═══ Provided data ═══

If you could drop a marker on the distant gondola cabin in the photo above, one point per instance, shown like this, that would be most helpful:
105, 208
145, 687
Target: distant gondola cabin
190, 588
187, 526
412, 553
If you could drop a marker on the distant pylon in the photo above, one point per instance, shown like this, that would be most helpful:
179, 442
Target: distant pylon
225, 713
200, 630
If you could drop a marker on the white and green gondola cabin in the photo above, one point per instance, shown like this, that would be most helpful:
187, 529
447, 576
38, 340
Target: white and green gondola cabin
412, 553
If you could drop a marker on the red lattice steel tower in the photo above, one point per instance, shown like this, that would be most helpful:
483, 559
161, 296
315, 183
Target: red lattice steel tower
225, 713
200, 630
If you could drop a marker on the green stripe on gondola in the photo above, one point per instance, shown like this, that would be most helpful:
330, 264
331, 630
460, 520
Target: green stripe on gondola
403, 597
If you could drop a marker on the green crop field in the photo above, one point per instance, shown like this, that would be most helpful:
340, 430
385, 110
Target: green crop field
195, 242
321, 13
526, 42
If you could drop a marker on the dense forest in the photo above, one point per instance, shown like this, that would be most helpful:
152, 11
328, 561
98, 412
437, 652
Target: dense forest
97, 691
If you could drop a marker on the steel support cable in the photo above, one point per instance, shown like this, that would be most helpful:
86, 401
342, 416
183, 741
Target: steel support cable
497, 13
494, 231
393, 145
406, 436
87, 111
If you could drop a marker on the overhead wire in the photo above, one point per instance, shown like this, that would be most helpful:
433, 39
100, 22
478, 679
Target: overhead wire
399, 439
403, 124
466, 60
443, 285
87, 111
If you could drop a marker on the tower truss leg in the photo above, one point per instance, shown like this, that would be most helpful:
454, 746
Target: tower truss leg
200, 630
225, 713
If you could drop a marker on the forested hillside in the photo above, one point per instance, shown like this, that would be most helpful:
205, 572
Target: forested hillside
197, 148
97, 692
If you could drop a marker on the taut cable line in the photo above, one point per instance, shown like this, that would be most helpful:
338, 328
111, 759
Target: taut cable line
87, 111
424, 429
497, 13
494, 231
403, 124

═══
═══ Provided data ═══

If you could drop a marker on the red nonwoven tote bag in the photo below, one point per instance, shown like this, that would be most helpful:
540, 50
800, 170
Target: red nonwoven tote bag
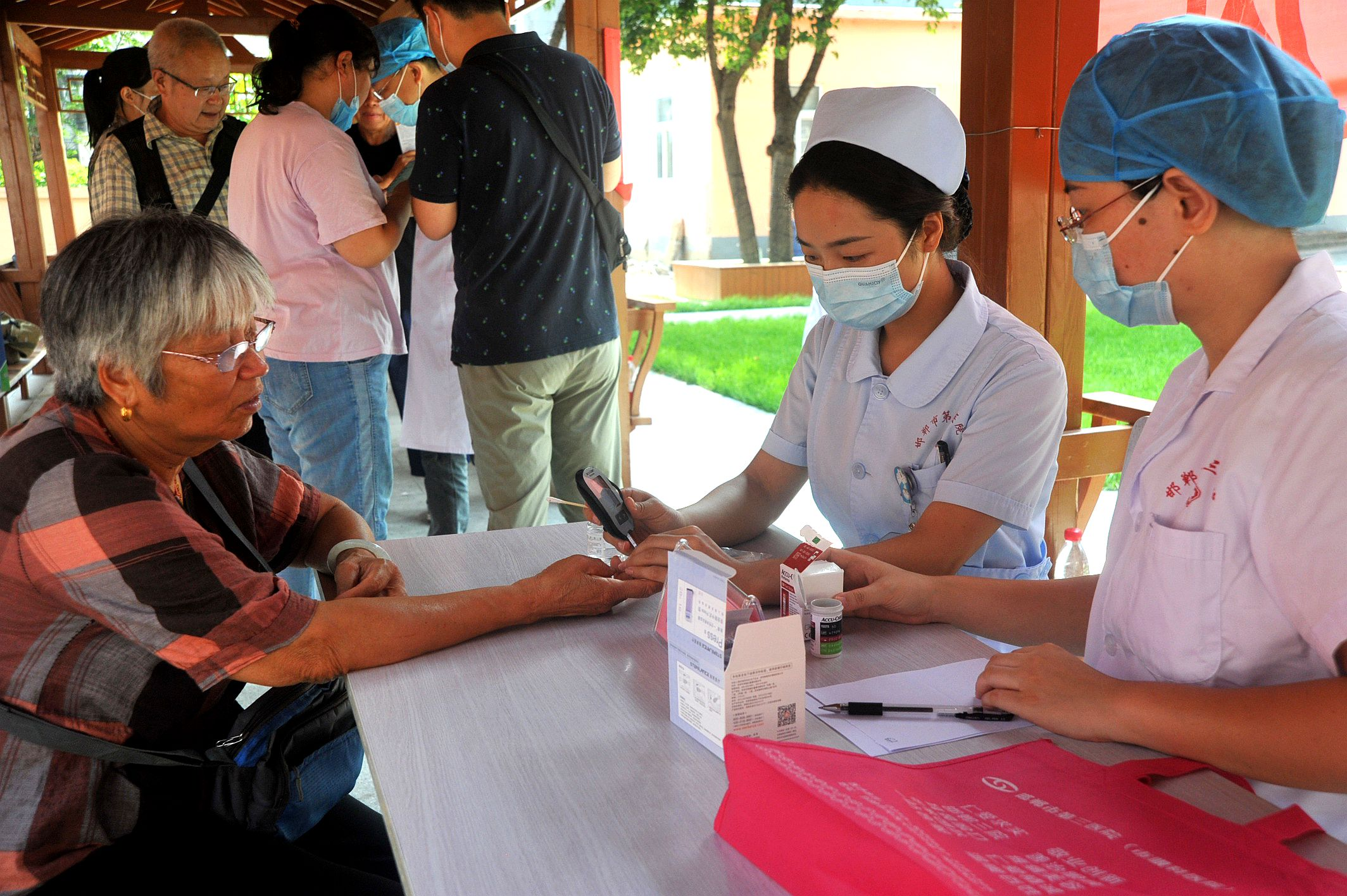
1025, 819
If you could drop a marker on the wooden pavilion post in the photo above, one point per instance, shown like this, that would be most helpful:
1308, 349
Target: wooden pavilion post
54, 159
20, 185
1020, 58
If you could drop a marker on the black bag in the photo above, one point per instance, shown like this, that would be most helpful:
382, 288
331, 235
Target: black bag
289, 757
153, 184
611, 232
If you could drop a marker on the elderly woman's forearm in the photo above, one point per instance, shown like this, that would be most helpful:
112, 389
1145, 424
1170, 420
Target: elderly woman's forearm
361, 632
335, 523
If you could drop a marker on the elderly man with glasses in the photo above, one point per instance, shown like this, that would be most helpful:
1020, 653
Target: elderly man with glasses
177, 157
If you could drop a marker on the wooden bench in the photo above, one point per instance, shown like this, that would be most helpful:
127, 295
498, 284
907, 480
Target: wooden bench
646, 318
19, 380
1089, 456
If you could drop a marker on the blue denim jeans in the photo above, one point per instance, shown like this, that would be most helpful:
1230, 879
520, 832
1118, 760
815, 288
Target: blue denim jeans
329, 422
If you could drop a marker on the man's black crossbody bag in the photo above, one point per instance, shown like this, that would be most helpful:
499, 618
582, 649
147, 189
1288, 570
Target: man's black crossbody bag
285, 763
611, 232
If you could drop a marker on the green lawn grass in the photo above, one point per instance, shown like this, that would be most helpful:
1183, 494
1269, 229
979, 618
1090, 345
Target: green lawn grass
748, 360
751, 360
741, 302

═══
═══ Provided data ═══

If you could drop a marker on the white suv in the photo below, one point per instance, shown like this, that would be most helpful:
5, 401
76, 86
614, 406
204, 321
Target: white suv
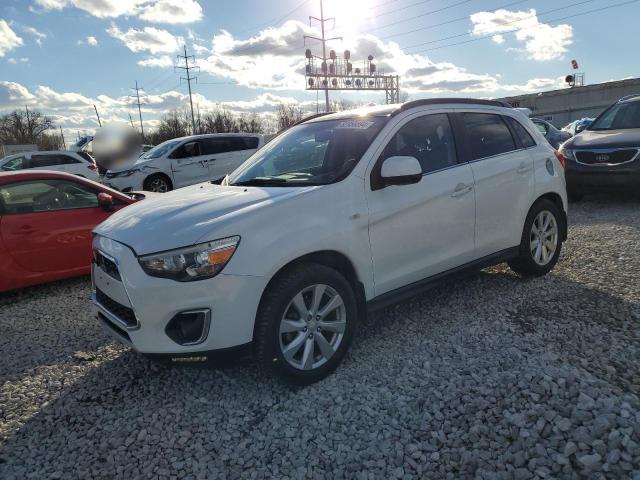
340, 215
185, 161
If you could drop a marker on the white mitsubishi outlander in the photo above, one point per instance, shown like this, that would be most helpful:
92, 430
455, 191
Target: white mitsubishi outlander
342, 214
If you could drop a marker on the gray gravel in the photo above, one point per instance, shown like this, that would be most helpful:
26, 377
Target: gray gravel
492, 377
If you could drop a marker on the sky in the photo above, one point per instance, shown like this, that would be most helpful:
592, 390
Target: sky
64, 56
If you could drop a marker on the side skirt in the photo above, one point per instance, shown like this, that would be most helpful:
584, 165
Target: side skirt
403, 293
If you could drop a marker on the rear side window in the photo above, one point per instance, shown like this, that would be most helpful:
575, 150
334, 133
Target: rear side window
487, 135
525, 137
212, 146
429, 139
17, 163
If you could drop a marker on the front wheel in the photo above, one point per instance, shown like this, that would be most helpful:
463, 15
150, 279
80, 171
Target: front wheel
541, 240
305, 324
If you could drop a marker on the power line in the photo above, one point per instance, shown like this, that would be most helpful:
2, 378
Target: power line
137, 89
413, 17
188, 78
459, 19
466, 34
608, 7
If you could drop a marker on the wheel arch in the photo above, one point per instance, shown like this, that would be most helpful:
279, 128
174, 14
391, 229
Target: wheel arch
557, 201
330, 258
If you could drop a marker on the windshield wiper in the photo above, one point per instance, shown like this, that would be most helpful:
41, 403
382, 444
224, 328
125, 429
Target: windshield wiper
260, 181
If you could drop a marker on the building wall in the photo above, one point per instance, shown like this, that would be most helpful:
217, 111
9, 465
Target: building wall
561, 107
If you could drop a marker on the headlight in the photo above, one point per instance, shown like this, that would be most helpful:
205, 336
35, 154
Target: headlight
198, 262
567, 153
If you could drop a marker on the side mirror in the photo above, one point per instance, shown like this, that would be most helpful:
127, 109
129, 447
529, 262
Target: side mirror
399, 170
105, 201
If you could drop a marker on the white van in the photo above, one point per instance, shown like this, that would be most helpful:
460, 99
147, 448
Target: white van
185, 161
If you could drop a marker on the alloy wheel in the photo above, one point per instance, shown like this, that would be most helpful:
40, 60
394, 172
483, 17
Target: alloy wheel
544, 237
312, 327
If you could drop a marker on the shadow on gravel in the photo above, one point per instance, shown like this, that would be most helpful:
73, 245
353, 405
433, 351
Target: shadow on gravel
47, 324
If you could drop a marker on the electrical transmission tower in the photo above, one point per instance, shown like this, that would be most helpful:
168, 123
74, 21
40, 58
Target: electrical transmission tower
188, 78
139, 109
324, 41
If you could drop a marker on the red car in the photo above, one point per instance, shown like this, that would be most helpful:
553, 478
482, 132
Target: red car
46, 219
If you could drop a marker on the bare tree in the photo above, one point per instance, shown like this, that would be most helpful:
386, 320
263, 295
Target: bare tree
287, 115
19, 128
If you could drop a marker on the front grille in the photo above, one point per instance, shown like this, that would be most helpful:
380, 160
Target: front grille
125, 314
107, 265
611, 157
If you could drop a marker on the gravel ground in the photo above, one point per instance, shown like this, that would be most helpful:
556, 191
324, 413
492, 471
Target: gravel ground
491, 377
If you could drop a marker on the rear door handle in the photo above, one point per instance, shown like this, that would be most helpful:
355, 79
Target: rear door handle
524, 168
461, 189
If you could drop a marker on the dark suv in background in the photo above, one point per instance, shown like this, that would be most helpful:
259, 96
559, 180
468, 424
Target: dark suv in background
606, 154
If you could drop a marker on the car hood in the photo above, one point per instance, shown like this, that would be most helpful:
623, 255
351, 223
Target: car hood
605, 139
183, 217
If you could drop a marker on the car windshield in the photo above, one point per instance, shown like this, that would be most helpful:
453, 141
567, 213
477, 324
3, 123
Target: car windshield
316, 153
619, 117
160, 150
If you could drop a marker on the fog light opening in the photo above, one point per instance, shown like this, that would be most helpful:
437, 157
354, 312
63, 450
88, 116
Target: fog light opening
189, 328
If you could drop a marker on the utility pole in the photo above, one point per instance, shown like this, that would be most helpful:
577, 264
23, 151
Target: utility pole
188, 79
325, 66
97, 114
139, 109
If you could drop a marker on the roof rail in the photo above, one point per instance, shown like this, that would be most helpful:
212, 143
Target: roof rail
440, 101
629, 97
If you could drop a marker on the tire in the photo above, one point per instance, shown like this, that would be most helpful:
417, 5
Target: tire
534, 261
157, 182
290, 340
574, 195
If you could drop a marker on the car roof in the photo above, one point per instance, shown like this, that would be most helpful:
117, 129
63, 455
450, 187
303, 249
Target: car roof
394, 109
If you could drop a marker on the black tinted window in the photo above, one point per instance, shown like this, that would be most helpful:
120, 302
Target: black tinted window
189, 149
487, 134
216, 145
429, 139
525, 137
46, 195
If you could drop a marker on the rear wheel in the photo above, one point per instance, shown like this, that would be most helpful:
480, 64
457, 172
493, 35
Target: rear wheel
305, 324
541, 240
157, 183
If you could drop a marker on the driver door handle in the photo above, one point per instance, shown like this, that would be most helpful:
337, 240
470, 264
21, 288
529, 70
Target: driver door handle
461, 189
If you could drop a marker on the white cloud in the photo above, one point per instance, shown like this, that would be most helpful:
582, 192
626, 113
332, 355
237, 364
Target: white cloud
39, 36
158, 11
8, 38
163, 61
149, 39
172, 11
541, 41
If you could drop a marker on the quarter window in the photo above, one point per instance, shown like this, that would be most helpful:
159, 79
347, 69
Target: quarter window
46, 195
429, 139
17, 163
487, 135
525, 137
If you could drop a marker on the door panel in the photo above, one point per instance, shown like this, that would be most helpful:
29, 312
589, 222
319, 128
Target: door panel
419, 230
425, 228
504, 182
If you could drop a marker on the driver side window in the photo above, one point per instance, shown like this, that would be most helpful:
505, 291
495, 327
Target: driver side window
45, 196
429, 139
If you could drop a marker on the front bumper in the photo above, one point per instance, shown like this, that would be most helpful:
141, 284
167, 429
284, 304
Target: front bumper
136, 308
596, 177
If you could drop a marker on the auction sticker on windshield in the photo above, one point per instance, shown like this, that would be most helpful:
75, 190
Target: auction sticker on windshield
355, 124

═══

| What is asked |
State how many lines of the material above contain the string "woman", counting only exact-case matches, and give that number alone.

| Correct output |
2